§ WHAT IS BEING ASKED
Reproduce word for word everything from the line containing "cloth in the photo above." down to the end of the entries, leaving the pictures out.

• • • • • • •

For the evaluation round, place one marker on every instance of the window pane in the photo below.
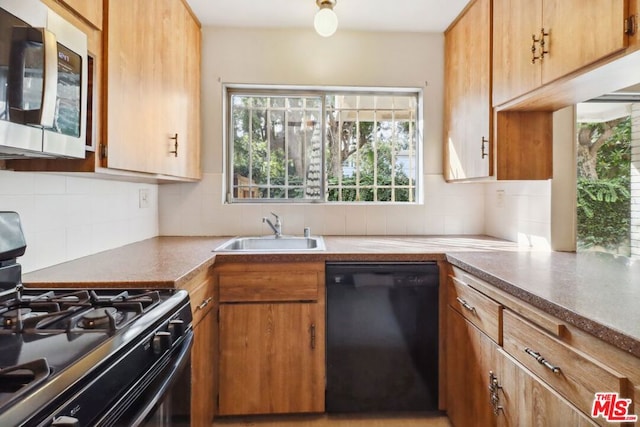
(605, 189)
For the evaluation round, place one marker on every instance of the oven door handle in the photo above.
(133, 411)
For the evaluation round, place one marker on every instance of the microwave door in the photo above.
(32, 73)
(15, 138)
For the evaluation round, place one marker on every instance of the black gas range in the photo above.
(87, 357)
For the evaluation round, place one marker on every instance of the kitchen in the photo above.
(88, 215)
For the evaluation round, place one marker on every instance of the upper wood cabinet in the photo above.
(271, 358)
(152, 54)
(467, 112)
(272, 341)
(513, 146)
(538, 41)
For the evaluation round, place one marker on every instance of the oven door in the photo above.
(148, 402)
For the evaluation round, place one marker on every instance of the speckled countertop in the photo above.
(597, 293)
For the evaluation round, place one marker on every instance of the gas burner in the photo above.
(100, 318)
(13, 317)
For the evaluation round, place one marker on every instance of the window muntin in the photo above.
(322, 146)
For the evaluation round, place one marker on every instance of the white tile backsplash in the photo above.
(523, 214)
(197, 209)
(66, 217)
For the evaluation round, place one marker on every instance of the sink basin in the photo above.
(271, 244)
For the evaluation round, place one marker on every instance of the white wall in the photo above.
(65, 217)
(539, 214)
(300, 57)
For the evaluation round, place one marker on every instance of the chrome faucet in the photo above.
(277, 227)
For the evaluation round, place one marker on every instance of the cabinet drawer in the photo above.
(571, 373)
(476, 307)
(264, 286)
(202, 299)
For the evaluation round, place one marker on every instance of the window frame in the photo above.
(230, 89)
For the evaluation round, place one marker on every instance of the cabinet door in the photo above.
(470, 358)
(467, 94)
(271, 358)
(202, 371)
(580, 33)
(514, 22)
(152, 94)
(527, 401)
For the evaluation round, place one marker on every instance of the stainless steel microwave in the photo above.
(43, 83)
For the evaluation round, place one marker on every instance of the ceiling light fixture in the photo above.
(326, 20)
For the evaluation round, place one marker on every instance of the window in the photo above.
(322, 146)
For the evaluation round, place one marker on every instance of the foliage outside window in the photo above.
(322, 146)
(603, 186)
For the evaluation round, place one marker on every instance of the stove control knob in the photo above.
(176, 328)
(65, 422)
(161, 342)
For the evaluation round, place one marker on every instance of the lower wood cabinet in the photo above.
(486, 387)
(470, 358)
(203, 393)
(202, 293)
(524, 400)
(271, 359)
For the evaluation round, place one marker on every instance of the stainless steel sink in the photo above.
(272, 244)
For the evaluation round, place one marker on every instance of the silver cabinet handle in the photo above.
(541, 360)
(204, 303)
(312, 333)
(494, 398)
(465, 304)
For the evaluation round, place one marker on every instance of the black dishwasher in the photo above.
(382, 337)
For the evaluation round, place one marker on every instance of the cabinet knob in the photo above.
(485, 141)
(176, 328)
(541, 360)
(65, 421)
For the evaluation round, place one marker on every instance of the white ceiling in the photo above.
(373, 15)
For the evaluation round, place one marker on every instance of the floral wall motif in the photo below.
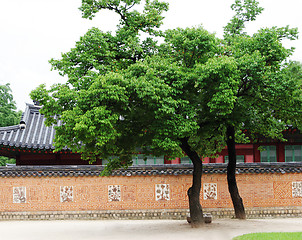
(114, 193)
(210, 191)
(162, 192)
(297, 189)
(66, 194)
(19, 195)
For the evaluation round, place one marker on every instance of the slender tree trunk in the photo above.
(196, 213)
(231, 175)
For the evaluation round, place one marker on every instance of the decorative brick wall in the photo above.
(263, 187)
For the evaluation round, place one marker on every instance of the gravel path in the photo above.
(220, 229)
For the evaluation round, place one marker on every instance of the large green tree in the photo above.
(190, 95)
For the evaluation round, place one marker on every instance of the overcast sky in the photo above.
(34, 31)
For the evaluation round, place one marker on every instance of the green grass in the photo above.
(271, 236)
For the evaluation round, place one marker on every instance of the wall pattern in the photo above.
(87, 193)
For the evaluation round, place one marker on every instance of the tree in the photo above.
(259, 104)
(8, 114)
(191, 95)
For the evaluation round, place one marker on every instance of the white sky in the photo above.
(34, 31)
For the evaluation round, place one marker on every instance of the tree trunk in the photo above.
(196, 213)
(231, 175)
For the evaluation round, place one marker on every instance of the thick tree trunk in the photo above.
(196, 213)
(231, 175)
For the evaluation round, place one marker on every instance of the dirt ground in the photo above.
(219, 229)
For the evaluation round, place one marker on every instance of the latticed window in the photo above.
(239, 158)
(293, 153)
(148, 160)
(268, 154)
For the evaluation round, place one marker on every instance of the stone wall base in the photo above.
(173, 214)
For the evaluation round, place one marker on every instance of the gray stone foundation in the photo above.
(173, 214)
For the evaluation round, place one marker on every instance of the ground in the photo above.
(220, 229)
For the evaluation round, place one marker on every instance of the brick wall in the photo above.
(155, 188)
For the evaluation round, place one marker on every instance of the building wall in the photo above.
(64, 191)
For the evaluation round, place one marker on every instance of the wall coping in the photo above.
(147, 170)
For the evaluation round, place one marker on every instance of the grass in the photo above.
(271, 236)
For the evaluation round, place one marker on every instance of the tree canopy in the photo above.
(125, 94)
(8, 114)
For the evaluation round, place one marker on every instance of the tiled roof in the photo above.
(35, 135)
(167, 169)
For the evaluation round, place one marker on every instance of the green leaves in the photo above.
(125, 94)
(8, 114)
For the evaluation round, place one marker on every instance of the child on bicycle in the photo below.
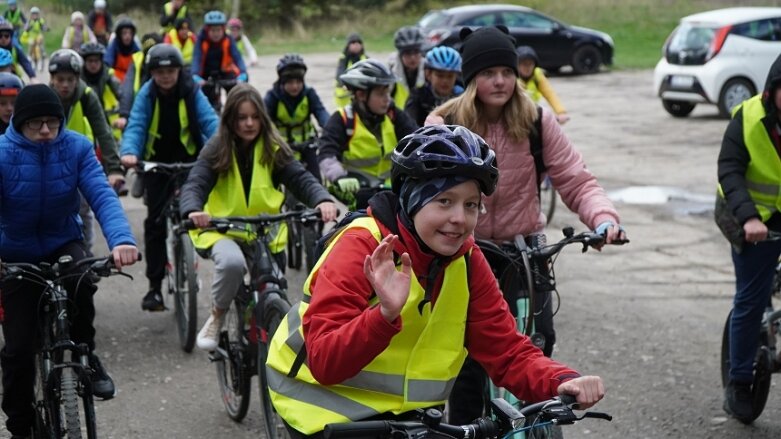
(105, 85)
(239, 172)
(359, 138)
(536, 84)
(398, 297)
(10, 86)
(216, 56)
(236, 30)
(119, 52)
(495, 106)
(352, 53)
(291, 105)
(442, 67)
(170, 122)
(407, 63)
(40, 223)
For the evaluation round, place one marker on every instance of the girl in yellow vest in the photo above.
(398, 297)
(240, 172)
(536, 84)
(77, 33)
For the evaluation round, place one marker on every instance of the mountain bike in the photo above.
(768, 359)
(258, 309)
(505, 422)
(182, 266)
(64, 406)
(525, 271)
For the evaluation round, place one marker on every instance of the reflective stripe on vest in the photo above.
(186, 48)
(763, 175)
(184, 130)
(531, 85)
(226, 63)
(416, 370)
(365, 154)
(298, 127)
(228, 198)
(77, 121)
(138, 60)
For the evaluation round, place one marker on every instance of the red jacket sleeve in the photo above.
(493, 340)
(342, 332)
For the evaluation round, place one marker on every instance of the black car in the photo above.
(557, 44)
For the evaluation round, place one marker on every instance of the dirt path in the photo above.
(647, 317)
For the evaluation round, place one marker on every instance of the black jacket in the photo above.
(734, 157)
(203, 177)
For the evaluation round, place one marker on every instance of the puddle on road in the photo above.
(678, 200)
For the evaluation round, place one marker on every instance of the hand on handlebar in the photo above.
(200, 219)
(124, 255)
(328, 211)
(587, 390)
(348, 184)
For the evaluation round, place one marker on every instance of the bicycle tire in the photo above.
(274, 310)
(186, 292)
(70, 402)
(294, 245)
(760, 385)
(232, 373)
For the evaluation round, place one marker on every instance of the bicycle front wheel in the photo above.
(274, 310)
(186, 292)
(233, 373)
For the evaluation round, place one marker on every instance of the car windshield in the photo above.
(433, 19)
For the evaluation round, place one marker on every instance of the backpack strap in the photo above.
(535, 143)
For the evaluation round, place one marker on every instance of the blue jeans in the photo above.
(754, 270)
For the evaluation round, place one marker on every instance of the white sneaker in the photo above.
(208, 336)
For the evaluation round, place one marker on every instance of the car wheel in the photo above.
(678, 108)
(734, 92)
(586, 59)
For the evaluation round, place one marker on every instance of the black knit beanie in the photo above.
(486, 47)
(36, 100)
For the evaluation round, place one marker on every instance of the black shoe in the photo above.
(153, 301)
(102, 384)
(738, 402)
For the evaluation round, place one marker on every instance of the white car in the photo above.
(718, 57)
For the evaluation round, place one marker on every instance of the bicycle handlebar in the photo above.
(557, 410)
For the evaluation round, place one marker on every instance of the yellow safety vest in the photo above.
(78, 122)
(416, 370)
(365, 153)
(138, 61)
(763, 175)
(186, 48)
(297, 127)
(228, 198)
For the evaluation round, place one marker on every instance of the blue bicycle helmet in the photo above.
(10, 84)
(214, 18)
(443, 58)
(442, 150)
(6, 59)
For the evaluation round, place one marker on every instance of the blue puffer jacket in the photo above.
(39, 200)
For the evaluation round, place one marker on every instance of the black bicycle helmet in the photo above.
(366, 74)
(291, 65)
(10, 84)
(441, 150)
(124, 23)
(163, 55)
(527, 52)
(90, 49)
(408, 38)
(66, 60)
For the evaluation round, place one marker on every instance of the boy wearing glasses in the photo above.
(39, 222)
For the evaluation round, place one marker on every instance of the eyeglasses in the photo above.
(37, 124)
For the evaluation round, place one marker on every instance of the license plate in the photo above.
(682, 81)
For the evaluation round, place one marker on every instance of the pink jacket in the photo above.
(514, 208)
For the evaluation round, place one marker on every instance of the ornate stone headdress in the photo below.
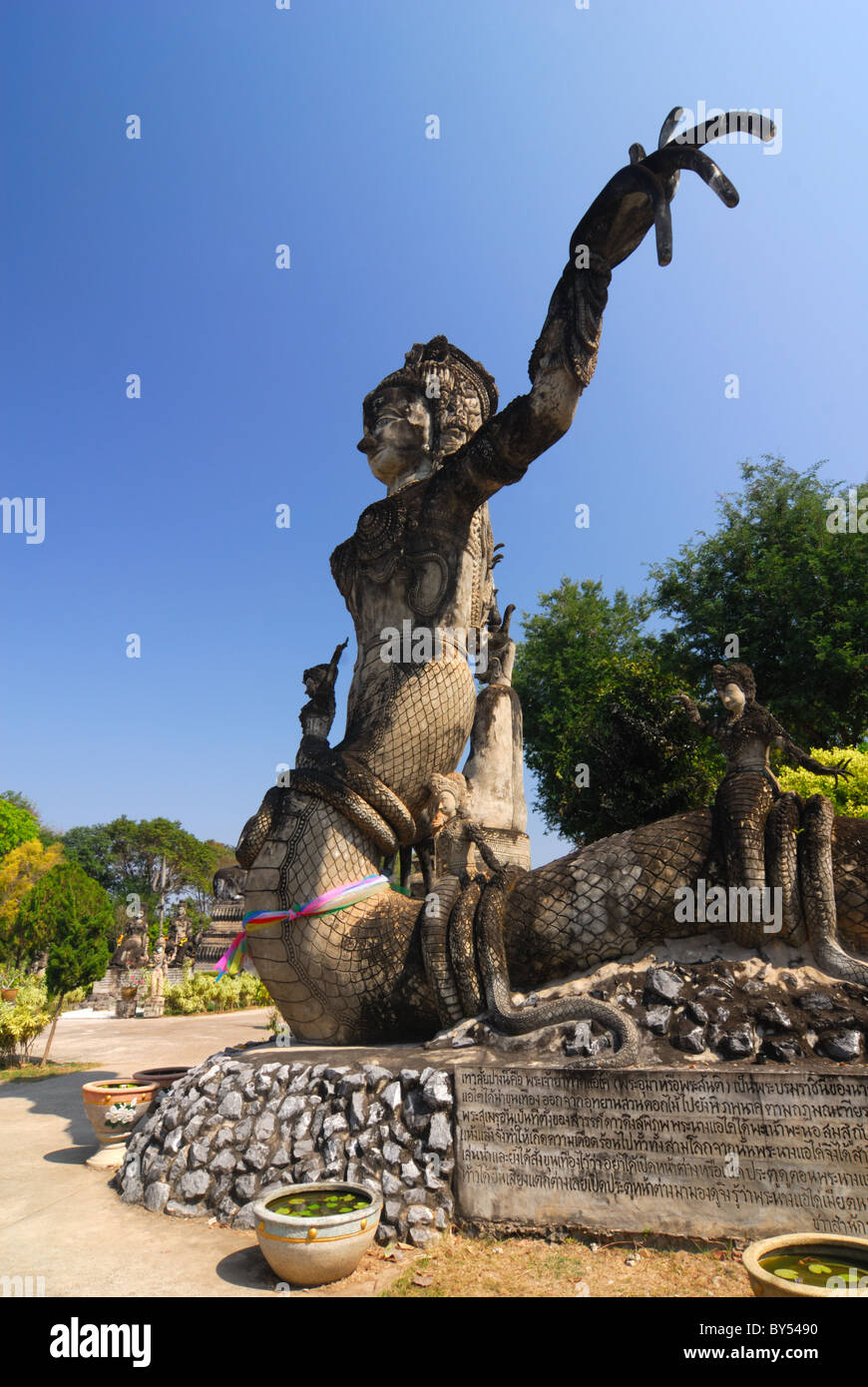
(458, 391)
(735, 673)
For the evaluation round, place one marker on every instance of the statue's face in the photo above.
(398, 440)
(733, 699)
(447, 809)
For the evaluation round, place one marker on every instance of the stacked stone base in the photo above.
(233, 1128)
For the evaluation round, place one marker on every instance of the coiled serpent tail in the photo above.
(520, 1020)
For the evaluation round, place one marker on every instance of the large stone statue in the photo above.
(420, 562)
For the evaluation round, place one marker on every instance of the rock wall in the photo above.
(231, 1128)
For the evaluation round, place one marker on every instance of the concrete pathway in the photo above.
(60, 1219)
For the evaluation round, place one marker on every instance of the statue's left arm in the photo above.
(565, 356)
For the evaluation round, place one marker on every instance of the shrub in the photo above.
(21, 1021)
(204, 992)
(850, 796)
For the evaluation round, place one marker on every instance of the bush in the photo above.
(21, 1021)
(204, 992)
(850, 796)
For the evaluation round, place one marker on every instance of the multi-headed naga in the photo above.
(345, 957)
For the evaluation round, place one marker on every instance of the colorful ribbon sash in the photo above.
(336, 899)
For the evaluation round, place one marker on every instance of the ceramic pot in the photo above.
(163, 1078)
(308, 1250)
(114, 1106)
(820, 1245)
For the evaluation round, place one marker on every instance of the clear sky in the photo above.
(306, 127)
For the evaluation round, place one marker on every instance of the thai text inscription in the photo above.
(669, 1151)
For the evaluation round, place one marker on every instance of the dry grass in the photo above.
(531, 1268)
(20, 1073)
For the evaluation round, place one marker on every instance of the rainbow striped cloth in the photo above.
(336, 899)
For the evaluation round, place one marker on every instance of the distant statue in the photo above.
(132, 950)
(181, 929)
(749, 788)
(317, 713)
(494, 770)
(160, 968)
(229, 882)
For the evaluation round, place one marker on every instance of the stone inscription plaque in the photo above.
(707, 1153)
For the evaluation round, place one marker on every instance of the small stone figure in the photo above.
(132, 949)
(749, 788)
(494, 770)
(317, 713)
(160, 968)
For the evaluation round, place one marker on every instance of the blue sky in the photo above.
(262, 127)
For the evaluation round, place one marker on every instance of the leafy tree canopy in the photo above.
(595, 696)
(17, 824)
(127, 856)
(20, 870)
(849, 796)
(74, 916)
(793, 589)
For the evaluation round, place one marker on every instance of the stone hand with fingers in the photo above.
(640, 195)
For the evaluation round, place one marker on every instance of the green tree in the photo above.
(849, 796)
(17, 825)
(595, 695)
(77, 914)
(127, 857)
(790, 589)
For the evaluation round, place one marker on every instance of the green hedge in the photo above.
(21, 1021)
(206, 992)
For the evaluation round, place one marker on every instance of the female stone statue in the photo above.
(749, 788)
(420, 559)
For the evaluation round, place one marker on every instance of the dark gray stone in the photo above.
(782, 1049)
(157, 1195)
(231, 1106)
(738, 1042)
(661, 985)
(376, 1075)
(437, 1091)
(689, 1037)
(440, 1134)
(195, 1184)
(256, 1156)
(263, 1128)
(657, 1020)
(842, 1045)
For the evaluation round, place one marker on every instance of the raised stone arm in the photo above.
(565, 356)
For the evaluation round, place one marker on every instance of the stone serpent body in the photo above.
(380, 970)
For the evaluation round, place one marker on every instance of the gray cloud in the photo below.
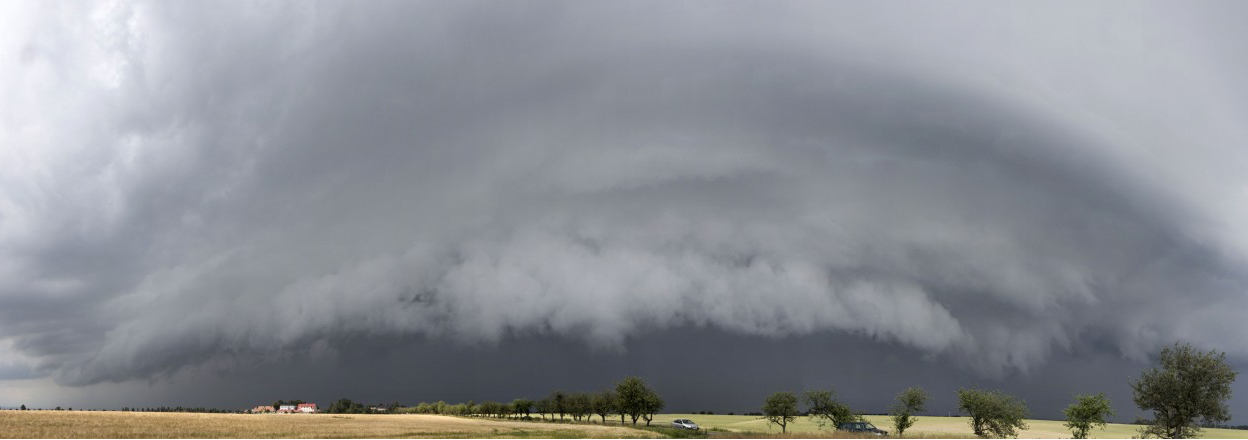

• • • • • • •

§ TASK SOLUTION
For the evaluation round, place one marker on every instance of the rainbow striped cloth in the photo above.
(336, 899)
For the evaluation round, place one marker on every instance of the distant statue in the photo above.
(132, 950)
(181, 929)
(749, 788)
(317, 713)
(494, 770)
(160, 968)
(229, 882)
For the evaluation round, place one marker on every instance of the stone inscription plaque in the photo above.
(707, 1153)
For the evaluation round, place one marker on every instance of the small stone figure in the photo above.
(132, 949)
(749, 788)
(494, 770)
(317, 713)
(160, 968)
For the evaluation round, place one marker on every instance of the blue sky in the photo above.
(262, 127)
For the evaluation round, place one marker on every instance of the leafy tree canopy in the photo above.
(595, 696)
(17, 824)
(127, 856)
(20, 870)
(849, 796)
(74, 916)
(793, 589)
For the evaluation round, place one marker on every instance of the stone hand with fingers in the photo above.
(640, 195)
For the evaluation round, place one marker on every instance of the green tree in the photo above.
(849, 796)
(17, 825)
(595, 695)
(77, 914)
(127, 857)
(790, 589)
For the evaluation round, place one marker on every instance of the green hedge in the photo above.
(21, 1021)
(206, 992)
For the evaluation round, place one marker on every instance of the female stone statue in the photo above.
(749, 788)
(420, 559)
For the evaluation round, place one marker on every instance of the dark gray stone in the photo above.
(782, 1049)
(157, 1195)
(231, 1106)
(738, 1042)
(661, 985)
(376, 1075)
(437, 1091)
(689, 1037)
(440, 1134)
(195, 1184)
(256, 1156)
(263, 1128)
(657, 1020)
(842, 1045)
For the evaluation round, place one marker on every instance of the raised stone arm in the photo above.
(565, 356)
For the evaluation round, place one marker on every instance of the stone serpent body in the photo above.
(380, 970)
For the evaluation round, place one marker on every instance of the gray cloud in the photo below.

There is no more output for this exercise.